══ Source document

I'll start with the most basic concepts. HL stands for higher low, meaning the bottom is higher than the previous bottom. This sounds simple, but it is extremely critical in practice. When you see bottoms constantly rising, what does that indicate? It shows that buyers are in control, and selling pressure can't push the price down.
The counterpart is HH, which means higher high—the top is higher. When these two appear together, with HH and HL combined, they form a very healthy upward trend. From my trading experience, when I see this pattern repeatedly, I don't need to think too much—just keep buying on pullbacks.
The reverse logic is the same. LL is lower low, meaning the bottom is lower. LH is lower high—the top is lower. When you see LL and LH alternating, that is a clear signal of a downtrend. At this point, you should short at the LH level and avoid buying against the trend.
Here's the key point. Whether HL is important or not doesn't matter; what matters is the sequence in which these patterns appear. If you see a cycle of HH, then HL, then HH, then HL again, that indicates a very strong upward trend. Conversely, if you see LH, then LL, then LH, then LL, that indicates a strong downward trend.
What is the most dangerous situation? It’s a sign of trend reversal. For example, in a rising market, if suddenly an LH appears, followed by an LL, you should be alert. Similarly, if a market is falling and the bottom suddenly starts rising to form an HL, that could be the beginning of a reversal.

════

• [What this exercise asks]
1. Reproduce the stretch of the text on price highs and lows from "The reverse logic" through "of a reversal.".
2. Condense the paragraph of the text on price highs and lows that opens with "The reverse logic is the same" into a shorter version that keeps its main facts.
The data that comes next has no connection to the text on price highs and lows.

══ Information provided

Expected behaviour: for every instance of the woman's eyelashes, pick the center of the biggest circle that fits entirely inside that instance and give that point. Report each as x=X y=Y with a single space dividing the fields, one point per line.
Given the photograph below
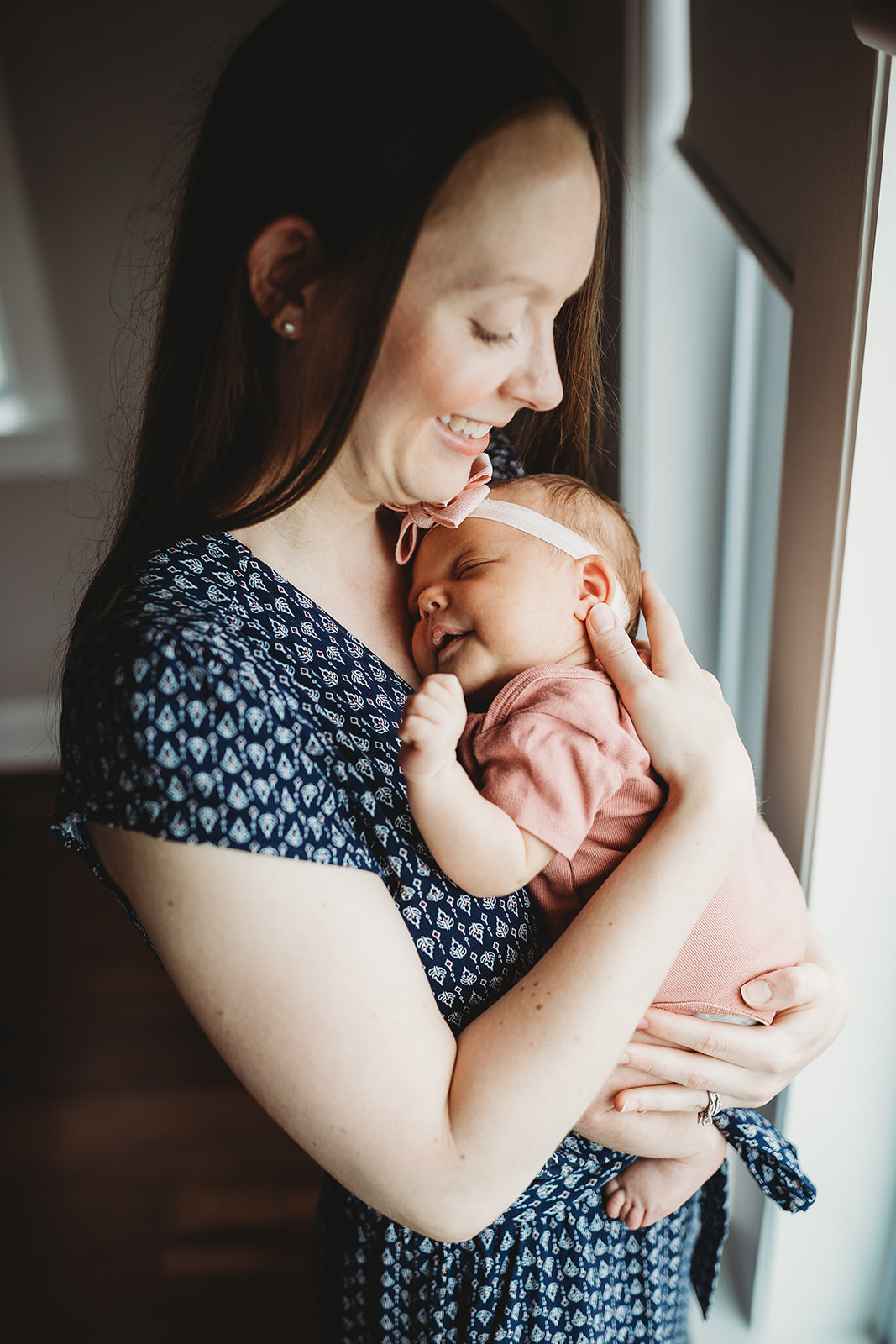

════

• [Responses]
1.
The reverse logic is the same. LL is lower low, meaning the bottom is lower. LH is lower high—the top is lower. When you see LL and LH alternating, that is a clear signal of a downtrend. At this point, you should short at the LH level and avoid buying against the trend.
Here's the key point. Whether HL is important or not doesn't matter; what matters is the sequence in which these patterns appear. If you see a cycle of HH, then HL, then HH, then HL again, that indicates a very strong upward trend. Conversely, if you see LH, then LL, then LH, then LL, that indicates a strong downward trend.
What is the most dangerous situation? It’s a sign of trend reversal. For example, in a rising market, if suddenly an LH appears, followed by an LL, you should be alert. Similarly, if a market is falling and the bottom suddenly starts rising to form an HL, that could be the beginning of a reversal.

2. LL (lower low) means a lower bottom, and LH (lower high) means a lower top. When LL and LH alternate, they clearly signal a downtrend. In that case, short at the LH level and do not buy against the trend.